_Exercise objective_
Carry on the commentary about Rafael Nadal below, starting after its final sentence.

_Text excerpt_
┄┄┄┄┄┄┄┄┄┄┄┄┄┄┄┄┄┄┄┄

So after Nadal won that first French Open, the newly converted Rafa fans (what an annoying nickname) began coming out of the woodwork. And since everybody knows me as the “tennis guy”, they bombarded me with their take El Matador. When all I wanted was a large pepperoni and mushroom to go, my pizza guy couldn’t stop talking about “that new Spanish guy”. “Did you see him, Chris? He was awesome! He runs down everything!” Now since my pizza guy is 250 pounds, and can't even run down a second packet of parmasean cheese, I don't know how he should get any opinion on another person's quickness. But I listened patiently, bit my tongue, and once he was finished, blurted back, “Trust me, that guy won’t make it past the second round of Wimbledon.” This really depressed Joe The Pizza Guy. He never looked at me the same after that. But it didn't matter. I was right. Nadal lost in the second round of Wimbledon. Another flash in the pan.

And for all intents and purposes, Nadaley was a flash in the pan. He’d win all those pointless clay court tournaments, but couldn’t win on any other surface. We call these players “specialists” and they do not deserve to be in the conversations of great players. Great players win on every surface (Agassi). Of course since tennis desperately needs stars, the media hyped him up. So when he came around to the French again and annoyed his way to the championship, everybody seemed to forget the fact that he was a non-factor in every other Grand Slam.

I didn’t forget.

In the meantime, tennis put more effort into making this guy a star than it would take to actually travel to a star. Because he does steroids he started growing muscles. His boyish features became so cro-magnum like, I originally thought he was the star of those Geico caveman commercials. But his “wild” pre-match routine of running onto the court and bouncing around like a boxer captured the imagination of millions – especially Mary Carillo, who very well be the most annoying person in the universe. But then something happened. Something the media wasn’t expecting. Despite all their hype, despite all their adoration… Rafael, surprise-surprise, didn’t have a personality. In fact, he was so boring, that his 2 minute post-match interviews were approved by the FDA as sleeping aids. God was the guy dull. And I’m sure there are many of you who will rush to his defense claiming, “English isn’t his first language!” You know what, it isn’t Novak Djokovic’s first language either – but he seems to have a pretty easy time displaying personality, doesn't he? So what that left us with was an annoying caveman, who only wins on one surface, who wears girl pants, who takes steroids, and who doesn’t have a personality. Gee, sign me up for the future of tennis!

┄┄┄┄┄┄┄┄┄┄┄┄┄┄┄┄┄┄┄┄

_Input data_

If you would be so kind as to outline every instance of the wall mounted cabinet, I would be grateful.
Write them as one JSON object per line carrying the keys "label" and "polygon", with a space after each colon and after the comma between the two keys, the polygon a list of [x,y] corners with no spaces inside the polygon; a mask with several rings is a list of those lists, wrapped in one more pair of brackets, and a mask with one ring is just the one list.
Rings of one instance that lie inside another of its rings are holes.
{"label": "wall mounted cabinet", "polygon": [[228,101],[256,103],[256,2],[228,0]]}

┄┄┄┄┄┄┄┄┄┄┄┄┄┄┄┄┄┄┄┄

_Task answer_
Ultimately, it is Nadal’s reluctance to play a traditional game that will doom him. Big loopy unorthodox strokes put a lot of strain on your muscles and leave you incredibly susceptible to injury. And since Nadaley likes to run around til his feet fall off, he’s got a lot more mileage on those shoes than other players his age. He is a walking injury magnet. And if I understand correctly, it’s already starting. Isn’t there something wrong with his foot? What is he, 22? 23? The guy just got smoked (and I mean SMOKED) by some dude who’s more of a boxer than he is a tennis player. Look for him to MAYBE pull off a final French Open (although I think Federer will win it this year) and then fade into obscurity as another European who could only win on clay. People will say, “Whatever happened to Nadal?” And I’ll be right there to answer, “Who cares?”

I’d love to write more but you should really GO OUT AND HIT!

5 comments:

Jay said...

I'ts so funny to read......because it's so Obvious that you'r JALOUS of him. But I understand so many men are jalous of him....He is a great player end over that he's so handsome with a lot of class and humble. Perfect behavior in life......so many does'nt have. And check it better, because he won on hard to...LOL "jalousie quand tu nous hante...." .
Jay

Мариана said...

Who cares that you don
't like Nadal?

Cat said...

Oh my Gosh!! That was worth a good laugh!

Of course you don't think Rafael win will RG this year, you hate the guy just because you are jealous coz he won against Roddick in DC!

Get over it, will ya??

bogy said...

was funny to read this article lol
he's right, Nadal is the most annoying tennis player!!!
it sucks that he won the French open 2008 :(

I don't like him either because he doesn't make an effort to speak English or French and he plays in such an aggressive way blah blah...

Clark said...

Major necro,but I really hope you liked watching Nadal not only smoke Federer in that RG final in 2008 you swore that Fed would win,but also go on to win the career slam and win 11 majors. I also hope you like watching him win his 7th Roland Garros title this year,supassing Borg,and cementing himself as the best clay court player to ever play the game. I bet that stung your ass didn't it?

Your article was so full of immense butthurt that I laughed at you all the way through. Please don't choke on all of that crow you've been munching down for the past 4 years. Chew it slowly,asshole.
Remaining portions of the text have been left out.